» Text passage
--- Start ---

The train to Agra was fairly simple, it involved getting to the train station at Udaipur station in enough time to find the carriage, find out berths in it, buy luggage chains (locking luggage to underneath the seat is a great security method as they won’t dig through it, they will simply nick the whole bag), get some water and biscuits for the train and help make sure that Mal was ok with the insanity that was going to ensue.
We managed to get to the station, find the train and find our carriage with no problems at all, however as we were quite early the carriage was still locked. I thought that this was good as it would allow me time to get Mal sorted on the platform with our stuff while I bought chains, locks, biscuits etc., which I duly went off to do.
When I returned Mal had made friends with the crippled shoeshine man (shine wallah) who had shined Mal’s hiking shoes for him. The fact that shine wallah spoke not a word of English and Mal not a syllable of Hindi was seemingly irrelevant as Mal attempted to get shine wallah to shut up and leave him alone and as shine wallah attempted to convince Mal to get my cloth and plastic sandals shined.
Relief came in the opening of the carriage doors and us finding our berths by the light of my iPhone. I didn’t feel the need to instruct Mal on carriage clothing etiquette but I am fairly certain that this was the first time that anyone in our carriage had seen a 52 year old man in a t-shirt and boxer briefs laying on a berth without a blanket over him. It was certainly the first time for me.
The trip to Agra was uneventful with the exceptions of a) Mal deciding that the three Indian boys below us were all gay and trying to pick one another up and b) him jabbing me awake at 4:00 because said boys were trying to steal our stuff. They were actually getting food out of their own bags and I am sure that the bruises in my back will heal with time.

--- End ---

» Exercise description
Transcribe the stretch of the travel account from "We managed to" through "went off to do.". The entries after this point are separate material with no connection to the travel account.

Region annotation entries:
--- Start ---

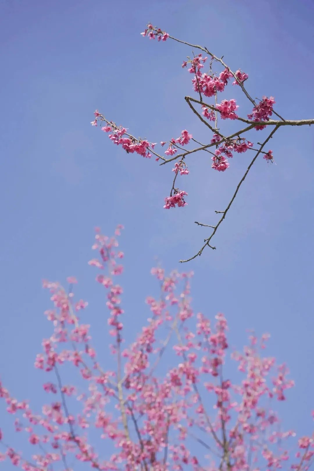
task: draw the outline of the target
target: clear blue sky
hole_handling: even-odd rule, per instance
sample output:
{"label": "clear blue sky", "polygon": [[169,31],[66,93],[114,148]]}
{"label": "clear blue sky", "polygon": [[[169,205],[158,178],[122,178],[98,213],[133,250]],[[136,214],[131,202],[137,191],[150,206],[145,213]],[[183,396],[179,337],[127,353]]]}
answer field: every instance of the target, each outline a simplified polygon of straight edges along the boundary
{"label": "clear blue sky", "polygon": [[[0,11],[0,373],[13,393],[36,400],[42,379],[33,360],[50,332],[41,280],[78,277],[87,322],[105,347],[102,292],[86,263],[94,227],[110,233],[124,224],[131,339],[148,317],[145,297],[157,292],[148,276],[154,257],[182,268],[178,260],[208,233],[193,221],[216,221],[214,210],[224,209],[247,165],[247,155],[237,155],[220,173],[199,154],[181,177],[188,206],[166,211],[171,168],[127,155],[90,126],[97,108],[153,142],[184,129],[208,139],[184,100],[192,92],[181,64],[190,49],[143,39],[145,24],[224,55],[248,73],[253,97],[273,95],[284,117],[309,118],[313,3],[2,0]],[[224,312],[232,345],[241,347],[247,328],[271,333],[269,354],[286,362],[296,383],[282,407],[285,423],[299,433],[311,430],[314,406],[313,143],[313,128],[281,129],[270,146],[276,165],[259,159],[217,233],[217,250],[184,267],[195,272],[196,310]]]}

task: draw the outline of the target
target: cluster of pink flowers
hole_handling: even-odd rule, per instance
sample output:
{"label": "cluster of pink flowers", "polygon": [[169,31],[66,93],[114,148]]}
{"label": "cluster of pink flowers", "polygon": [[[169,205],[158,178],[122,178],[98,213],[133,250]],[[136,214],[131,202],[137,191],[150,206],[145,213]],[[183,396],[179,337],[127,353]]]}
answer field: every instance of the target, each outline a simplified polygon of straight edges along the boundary
{"label": "cluster of pink flowers", "polygon": [[175,162],[174,168],[172,169],[172,171],[176,173],[180,173],[181,175],[187,175],[189,173],[186,163],[182,160]]}
{"label": "cluster of pink flowers", "polygon": [[184,146],[188,144],[190,139],[192,139],[192,134],[189,134],[186,129],[181,131],[181,136],[176,139],[175,142],[177,144],[180,144],[181,146]]}
{"label": "cluster of pink flowers", "polygon": [[[247,79],[249,78],[249,76],[247,73],[245,73],[244,72],[243,72],[241,70],[237,70],[235,75],[236,77],[238,80],[239,80],[242,83],[243,83],[243,82],[246,80]],[[232,82],[232,85],[238,85],[239,83],[236,80],[235,80],[234,82]]]}
{"label": "cluster of pink flowers", "polygon": [[211,110],[210,108],[204,105],[202,106],[202,109],[203,110],[202,114],[205,118],[207,118],[210,121],[215,121],[215,112],[213,110]]}
{"label": "cluster of pink flowers", "polygon": [[[262,354],[269,335],[260,342],[251,335],[243,352],[231,355],[237,375],[232,375],[232,382],[224,377],[228,368],[227,320],[220,313],[212,324],[201,313],[194,317],[189,297],[193,274],[174,271],[166,275],[160,268],[152,269],[160,296],[146,299],[150,312],[147,323],[122,349],[126,340],[119,320],[122,289],[113,280],[122,271],[118,260],[123,254],[116,237],[121,228],[111,238],[96,229],[93,248],[99,258],[90,263],[102,270],[96,279],[107,293],[116,372],[102,368],[89,326],[80,322],[72,291],[75,279],[69,279],[67,292],[58,283],[45,282],[54,305],[46,313],[53,332],[43,341],[43,353],[35,365],[50,377],[55,374],[55,381],[50,378],[44,384],[52,398],[40,413],[35,413],[0,382],[0,398],[15,416],[16,430],[24,435],[31,456],[31,461],[24,457],[27,448],[22,455],[7,445],[5,432],[0,430],[4,450],[0,461],[24,471],[47,471],[63,462],[70,470],[67,463],[73,461],[73,469],[86,463],[100,471],[201,471],[210,446],[211,469],[243,471],[251,466],[275,470],[284,464],[287,467],[289,459],[290,469],[306,471],[314,456],[314,436],[297,439],[296,460],[289,456],[285,440],[296,434],[278,427],[274,401],[284,400],[294,383],[284,365],[276,368],[275,359]],[[167,347],[166,370],[157,373]],[[82,379],[79,392],[62,384],[71,365]],[[203,433],[200,439],[208,444],[197,456],[190,439],[196,433]],[[222,452],[223,436],[228,438],[228,466]],[[100,447],[103,457],[91,444],[95,437],[105,440]]]}
{"label": "cluster of pink flowers", "polygon": [[217,91],[223,91],[225,83],[219,77],[207,73],[202,74],[196,72],[195,78],[192,79],[195,91],[203,94],[205,97],[213,97]]}
{"label": "cluster of pink flowers", "polygon": [[219,171],[224,171],[229,167],[226,157],[230,158],[233,157],[232,151],[242,154],[253,146],[252,143],[244,138],[238,138],[223,143],[221,143],[221,141],[220,136],[216,134],[213,135],[211,140],[211,144],[217,143],[217,146],[219,145],[218,143],[221,144],[215,151],[215,155],[212,157],[213,162],[212,168]]}
{"label": "cluster of pink flowers", "polygon": [[212,168],[220,172],[224,172],[229,167],[229,162],[224,155],[221,155],[218,149],[215,151],[215,154],[216,155],[212,157]]}
{"label": "cluster of pink flowers", "polygon": [[[162,142],[160,143],[160,144],[162,146],[164,146],[165,143],[166,143],[165,142],[164,142],[163,141],[162,141]],[[175,144],[175,143],[176,143],[175,139],[173,138],[170,140],[170,142],[169,143],[169,145],[168,147],[168,148],[165,151],[165,153],[166,154],[166,155],[168,156],[174,155],[175,154],[177,153],[178,149],[174,147],[174,145]]]}
{"label": "cluster of pink flowers", "polygon": [[190,73],[200,73],[201,69],[204,67],[204,64],[207,60],[207,58],[206,57],[203,57],[202,54],[197,54],[192,60],[189,58],[188,61],[183,61],[182,68],[183,69],[186,67],[188,64],[190,64],[191,67],[188,69]]}
{"label": "cluster of pink flowers", "polygon": [[[185,146],[188,144],[192,138],[192,134],[189,134],[186,129],[181,131],[181,136],[179,138],[177,138],[177,139],[174,139],[174,138],[173,138],[170,139],[168,148],[165,152],[165,154],[166,155],[168,156],[174,155],[175,154],[176,154],[177,151],[177,149],[175,146],[175,145],[180,144],[181,146]],[[162,141],[160,144],[162,146],[163,146],[166,144],[166,142],[165,141]]]}
{"label": "cluster of pink flowers", "polygon": [[[273,114],[273,106],[275,103],[273,97],[269,98],[263,97],[261,101],[253,108],[253,112],[251,114],[248,114],[248,118],[255,122],[269,121],[269,116]],[[258,130],[264,129],[264,128],[266,128],[265,126],[255,126],[255,129]]]}
{"label": "cluster of pink flowers", "polygon": [[149,23],[147,27],[141,34],[143,38],[148,36],[149,39],[155,39],[155,37],[157,36],[158,41],[166,41],[169,37],[169,34],[165,31],[162,31],[160,28],[154,28],[150,23]]}
{"label": "cluster of pink flowers", "polygon": [[[101,121],[103,121],[104,118],[97,110],[94,112],[94,114],[95,120],[94,121],[92,121],[91,124],[92,126],[97,126],[98,121],[100,120]],[[109,138],[117,146],[121,145],[127,154],[133,154],[135,152],[142,157],[149,159],[151,157],[149,147],[151,147],[153,149],[156,143],[149,143],[147,140],[138,140],[130,137],[126,134],[126,128],[121,126],[117,126],[113,122],[103,126],[102,130],[104,132],[111,132],[111,134],[109,135]],[[124,137],[125,135],[127,137]]]}
{"label": "cluster of pink flowers", "polygon": [[274,156],[273,155],[273,151],[269,150],[267,154],[264,154],[263,158],[266,159],[268,162],[273,162]]}
{"label": "cluster of pink flowers", "polygon": [[164,207],[165,209],[170,209],[170,208],[175,208],[176,204],[178,207],[183,208],[188,204],[184,201],[184,196],[187,195],[188,194],[185,191],[176,190],[173,196],[167,196],[165,198],[165,204]]}
{"label": "cluster of pink flowers", "polygon": [[235,111],[239,106],[236,104],[236,100],[232,98],[231,100],[223,100],[221,103],[216,105],[216,107],[220,112],[222,119],[236,119],[237,115]]}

--- End ---

» Solution for this exercise
We managed to get to the station, find the train and find our carriage with no problems at all, however as we were quite early the carriage was still locked. I thought that this was good as it would allow me time to get Mal sorted on the platform with our stuff while I bought chains, locks, biscuits etc., which I duly went off to do.